Items listed in a dataset
+---+
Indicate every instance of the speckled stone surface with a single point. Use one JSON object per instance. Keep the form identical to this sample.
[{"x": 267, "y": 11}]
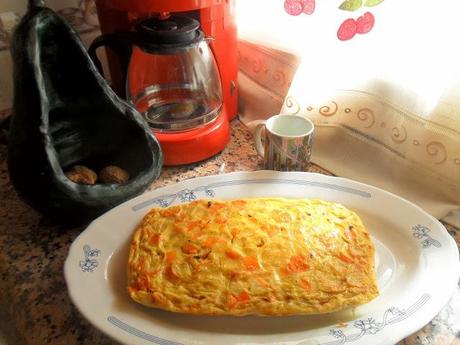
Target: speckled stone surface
[{"x": 34, "y": 306}]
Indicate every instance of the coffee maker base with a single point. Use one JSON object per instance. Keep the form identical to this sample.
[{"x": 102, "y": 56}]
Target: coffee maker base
[{"x": 194, "y": 145}]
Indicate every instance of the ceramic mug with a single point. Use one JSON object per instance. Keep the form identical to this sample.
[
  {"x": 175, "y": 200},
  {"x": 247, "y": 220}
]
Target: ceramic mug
[{"x": 287, "y": 142}]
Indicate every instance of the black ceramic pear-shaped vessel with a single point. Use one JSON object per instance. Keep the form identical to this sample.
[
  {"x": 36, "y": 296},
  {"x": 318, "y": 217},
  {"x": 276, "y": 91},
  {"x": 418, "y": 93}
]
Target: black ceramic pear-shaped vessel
[{"x": 65, "y": 114}]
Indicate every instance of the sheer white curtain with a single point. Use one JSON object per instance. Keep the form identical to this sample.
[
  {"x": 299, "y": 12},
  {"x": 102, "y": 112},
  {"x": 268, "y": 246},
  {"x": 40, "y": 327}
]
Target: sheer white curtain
[{"x": 386, "y": 103}]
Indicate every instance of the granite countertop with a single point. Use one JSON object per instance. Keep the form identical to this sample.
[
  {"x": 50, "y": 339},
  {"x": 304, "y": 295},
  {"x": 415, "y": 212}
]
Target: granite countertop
[{"x": 34, "y": 305}]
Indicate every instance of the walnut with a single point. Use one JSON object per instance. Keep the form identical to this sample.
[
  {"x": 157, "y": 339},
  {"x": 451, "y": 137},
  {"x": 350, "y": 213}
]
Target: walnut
[
  {"x": 113, "y": 174},
  {"x": 82, "y": 175}
]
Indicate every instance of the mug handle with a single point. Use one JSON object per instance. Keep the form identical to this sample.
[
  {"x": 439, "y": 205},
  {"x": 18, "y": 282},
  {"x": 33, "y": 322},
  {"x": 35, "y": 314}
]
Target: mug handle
[{"x": 259, "y": 128}]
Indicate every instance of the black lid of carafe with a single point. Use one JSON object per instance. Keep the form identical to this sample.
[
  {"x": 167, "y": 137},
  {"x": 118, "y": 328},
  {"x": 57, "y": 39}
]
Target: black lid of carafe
[{"x": 166, "y": 35}]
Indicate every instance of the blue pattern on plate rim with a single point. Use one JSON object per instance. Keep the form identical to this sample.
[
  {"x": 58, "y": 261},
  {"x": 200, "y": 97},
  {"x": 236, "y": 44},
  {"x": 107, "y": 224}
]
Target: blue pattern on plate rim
[
  {"x": 421, "y": 232},
  {"x": 371, "y": 327},
  {"x": 89, "y": 264},
  {"x": 187, "y": 195},
  {"x": 365, "y": 327},
  {"x": 138, "y": 333}
]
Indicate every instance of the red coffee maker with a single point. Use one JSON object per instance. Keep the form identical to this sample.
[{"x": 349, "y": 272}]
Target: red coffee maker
[{"x": 188, "y": 129}]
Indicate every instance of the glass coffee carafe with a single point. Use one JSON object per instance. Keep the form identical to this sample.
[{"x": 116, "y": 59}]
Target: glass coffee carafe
[{"x": 171, "y": 75}]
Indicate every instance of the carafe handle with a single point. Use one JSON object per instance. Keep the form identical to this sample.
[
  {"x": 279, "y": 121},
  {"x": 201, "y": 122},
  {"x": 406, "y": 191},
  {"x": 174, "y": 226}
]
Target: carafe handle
[{"x": 121, "y": 44}]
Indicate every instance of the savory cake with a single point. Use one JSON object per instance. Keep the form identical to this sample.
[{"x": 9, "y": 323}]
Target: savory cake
[{"x": 264, "y": 256}]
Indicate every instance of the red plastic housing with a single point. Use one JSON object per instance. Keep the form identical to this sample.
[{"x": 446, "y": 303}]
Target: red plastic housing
[{"x": 217, "y": 19}]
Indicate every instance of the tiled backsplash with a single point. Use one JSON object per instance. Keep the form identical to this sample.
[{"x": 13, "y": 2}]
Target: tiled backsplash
[{"x": 81, "y": 14}]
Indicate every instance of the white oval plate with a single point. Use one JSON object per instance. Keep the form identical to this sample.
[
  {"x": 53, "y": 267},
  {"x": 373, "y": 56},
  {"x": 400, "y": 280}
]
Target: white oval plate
[{"x": 417, "y": 266}]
+---+
DIRECTIONS FOR THIS TASK -> Do not include images; quote all of the entries above exactly.

SOLUTION ->
Indicate every instance of the speckled stone surface with a single point. Use one JSON object per instance. Keep the form identical to this sample.
[{"x": 267, "y": 11}]
Target: speckled stone surface
[{"x": 34, "y": 306}]
Indicate every instance of the coffee maker base with a single point. Use one JSON object per instance. Keep the form identical to this sample.
[{"x": 102, "y": 56}]
Target: coffee maker base
[{"x": 194, "y": 145}]
Indicate every instance of the ceramic mug with a single point. Use one JSON object per instance. Keep the form identical to this sample.
[
  {"x": 175, "y": 200},
  {"x": 247, "y": 220}
]
Target: ceramic mug
[{"x": 287, "y": 142}]
Indicate every instance of the black ceramic pear-shaped vessel with a single point. Use one JSON object per instance. Keep the form identical to this sample.
[
  {"x": 36, "y": 296},
  {"x": 318, "y": 217},
  {"x": 276, "y": 91},
  {"x": 418, "y": 93}
]
Target: black ceramic pear-shaped vessel
[{"x": 65, "y": 114}]
Indicate every instance of the sheer white curtain with a single point. Use one JSON object per instance. Keep the form identical to this sample.
[
  {"x": 299, "y": 12},
  {"x": 102, "y": 112},
  {"x": 268, "y": 246},
  {"x": 40, "y": 327}
]
Target: sheer white curtain
[{"x": 386, "y": 103}]
Indicate every instance of the granite countertop with a single point. Use one JSON object per instance. Keep the form identical to this sample.
[
  {"x": 50, "y": 339},
  {"x": 304, "y": 295},
  {"x": 415, "y": 212}
]
Target: granite countertop
[{"x": 34, "y": 305}]
Indicate every instance of the walnut with a single point. Use one JSON object per instance. Keep the form identical to this sample.
[
  {"x": 157, "y": 339},
  {"x": 451, "y": 137},
  {"x": 350, "y": 213}
]
Target: walnut
[
  {"x": 113, "y": 174},
  {"x": 82, "y": 175}
]
Indicate every instance of the mug handle with a single point. Use one JSON object per instance. Keep the form identical to this sample.
[
  {"x": 439, "y": 205},
  {"x": 18, "y": 282},
  {"x": 33, "y": 322},
  {"x": 35, "y": 314}
]
Target: mug handle
[{"x": 259, "y": 128}]
Indicate every instance of the black lid of carafe with a single point. Use one JSON object per instance. Keep the form identical to this sample.
[
  {"x": 167, "y": 137},
  {"x": 118, "y": 328},
  {"x": 57, "y": 39}
]
Target: black lid of carafe
[{"x": 166, "y": 35}]
Indicate every instance of the blue pattern on plate rim with a single point. Use one JSON object per instance. Keep the form identical to this sample.
[
  {"x": 58, "y": 261},
  {"x": 200, "y": 97},
  {"x": 236, "y": 44},
  {"x": 107, "y": 224}
]
Target: blue pattern on plate rim
[
  {"x": 421, "y": 232},
  {"x": 371, "y": 327},
  {"x": 89, "y": 264},
  {"x": 187, "y": 195},
  {"x": 365, "y": 327},
  {"x": 138, "y": 333}
]
Indicate every instance of the red coffee maker with a single point. Use one JSON object per instance. Keep the form identical to this sample.
[{"x": 349, "y": 272}]
Target: red coffee maker
[{"x": 188, "y": 129}]
Indicate every instance of the glass coffee carafe with a single point. Use one JSON object per instance. Keep the form identical to this sample.
[{"x": 116, "y": 59}]
Target: glass coffee carafe
[{"x": 171, "y": 75}]
Indicate every instance of the carafe handle with a single point. Use one JSON object per instance. Keep the form identical to this sample.
[
  {"x": 279, "y": 121},
  {"x": 201, "y": 122},
  {"x": 406, "y": 191},
  {"x": 174, "y": 226}
]
Target: carafe handle
[{"x": 121, "y": 44}]
Indicate every instance of the savory cake with a single point. Use one JSON object per instance. Keep the form identical to this sample.
[{"x": 9, "y": 323}]
Target: savory cake
[{"x": 264, "y": 256}]
Indicate every instance of the red plastic housing with a single point. Use one JSON object per instance. Keep the form identical to this sample.
[{"x": 446, "y": 303}]
Target: red plastic housing
[{"x": 217, "y": 19}]
Indicate every instance of the tiled backsplash with a single point. Use one JSON object per instance. Keep the form identical to this sample.
[{"x": 13, "y": 2}]
Target: tiled backsplash
[{"x": 81, "y": 14}]
Indicate every instance of the white oval plate with a single point. Use one JSON object per instance. Keep the form identical to this sample.
[
  {"x": 53, "y": 267},
  {"x": 373, "y": 56},
  {"x": 400, "y": 280}
]
Target: white oval plate
[{"x": 417, "y": 266}]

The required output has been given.